**LISTING**
☆ ☆ ☆ ☆ ☆
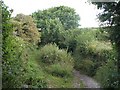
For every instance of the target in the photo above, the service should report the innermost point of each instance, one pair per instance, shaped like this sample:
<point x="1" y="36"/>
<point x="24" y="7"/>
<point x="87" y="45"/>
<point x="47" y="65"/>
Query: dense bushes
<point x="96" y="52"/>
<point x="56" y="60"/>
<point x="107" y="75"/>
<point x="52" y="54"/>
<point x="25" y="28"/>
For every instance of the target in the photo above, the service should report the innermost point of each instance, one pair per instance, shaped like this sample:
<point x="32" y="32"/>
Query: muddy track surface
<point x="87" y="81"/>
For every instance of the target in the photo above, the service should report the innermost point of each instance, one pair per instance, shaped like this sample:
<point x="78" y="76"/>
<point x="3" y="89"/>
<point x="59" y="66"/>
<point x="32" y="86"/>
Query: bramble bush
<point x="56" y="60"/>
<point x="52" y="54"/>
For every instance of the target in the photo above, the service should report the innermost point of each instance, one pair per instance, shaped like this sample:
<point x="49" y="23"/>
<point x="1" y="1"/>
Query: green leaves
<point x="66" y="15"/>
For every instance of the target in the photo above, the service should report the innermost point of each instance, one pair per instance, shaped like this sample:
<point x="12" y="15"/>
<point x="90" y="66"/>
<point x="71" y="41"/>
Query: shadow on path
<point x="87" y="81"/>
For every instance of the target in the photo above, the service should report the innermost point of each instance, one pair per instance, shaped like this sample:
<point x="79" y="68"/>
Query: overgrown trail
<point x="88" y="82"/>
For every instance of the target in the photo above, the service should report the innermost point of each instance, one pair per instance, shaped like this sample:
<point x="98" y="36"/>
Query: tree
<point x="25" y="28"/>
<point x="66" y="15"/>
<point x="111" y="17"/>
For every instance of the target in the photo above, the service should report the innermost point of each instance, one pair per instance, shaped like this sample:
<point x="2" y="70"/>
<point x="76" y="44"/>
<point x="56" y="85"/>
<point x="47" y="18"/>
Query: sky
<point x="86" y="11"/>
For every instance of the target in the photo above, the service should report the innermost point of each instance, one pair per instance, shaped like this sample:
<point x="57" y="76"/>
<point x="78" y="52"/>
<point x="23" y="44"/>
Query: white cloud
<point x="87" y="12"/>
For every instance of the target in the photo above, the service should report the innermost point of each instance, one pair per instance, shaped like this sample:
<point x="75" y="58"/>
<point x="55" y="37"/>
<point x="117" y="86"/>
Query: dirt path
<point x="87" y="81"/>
☆ ☆ ☆ ☆ ☆
**SET EXERCISE**
Without the images, write out each line of the data verbatim.

**RESPONSE**
For every instance of the target in the photo above, the service should report the innermost point of each instance, one pair per instance, shaped like this sample:
<point x="1" y="36"/>
<point x="24" y="7"/>
<point x="87" y="45"/>
<point x="47" y="65"/>
Query: dense bushes
<point x="96" y="52"/>
<point x="56" y="60"/>
<point x="107" y="75"/>
<point x="52" y="54"/>
<point x="25" y="28"/>
For every instance of the target in the photo above, the service should report the innermost point of each instance, one pair per instance, shaped like this sample:
<point x="32" y="32"/>
Query: muddy track surface
<point x="87" y="81"/>
For every instance of the target in the photo above, the service should report the innermost point of each instance, one pair per instance, shaped like this sample:
<point x="78" y="76"/>
<point x="3" y="89"/>
<point x="59" y="66"/>
<point x="32" y="86"/>
Query: bramble bush
<point x="56" y="60"/>
<point x="52" y="54"/>
For every instance of the target in the photo above, the service should report the innermost point of each instance, one pair per instance, shaped like this sample:
<point x="49" y="23"/>
<point x="1" y="1"/>
Query: green leaves
<point x="66" y="15"/>
For every instance of the target in the photo above, the service should report the innermost point of each instance, one pair per instance, shaped like this sample:
<point x="12" y="15"/>
<point x="90" y="66"/>
<point x="71" y="41"/>
Query: shadow on path
<point x="87" y="81"/>
For every instance of the target in the photo above, the service should report the innermost point of each instance, one pair per instance, shaped like this sample:
<point x="79" y="68"/>
Query: overgrown trail
<point x="88" y="82"/>
For every instance of the target in the photo above, the service should report the innermost point of each instance, one pair per instance, shaped like this sample:
<point x="98" y="36"/>
Query: tree
<point x="25" y="28"/>
<point x="66" y="15"/>
<point x="111" y="17"/>
For every instance of the target in the photo above, the service should report the innermost point of each instance, one pair per instance, shaped like this sample:
<point x="2" y="70"/>
<point x="76" y="44"/>
<point x="56" y="85"/>
<point x="47" y="18"/>
Query: sky
<point x="86" y="11"/>
For every instance of the target in the photo above, the service should report the innermost point of each instance, one pair per instance, shaped like this sample:
<point x="57" y="76"/>
<point x="78" y="52"/>
<point x="23" y="44"/>
Query: white cloud
<point x="87" y="12"/>
For every instance of the target in the photo above, the service should report the innermost point of each instance, one pair per instance, shaped like this sample:
<point x="75" y="58"/>
<point x="55" y="37"/>
<point x="117" y="86"/>
Query: dirt path
<point x="87" y="81"/>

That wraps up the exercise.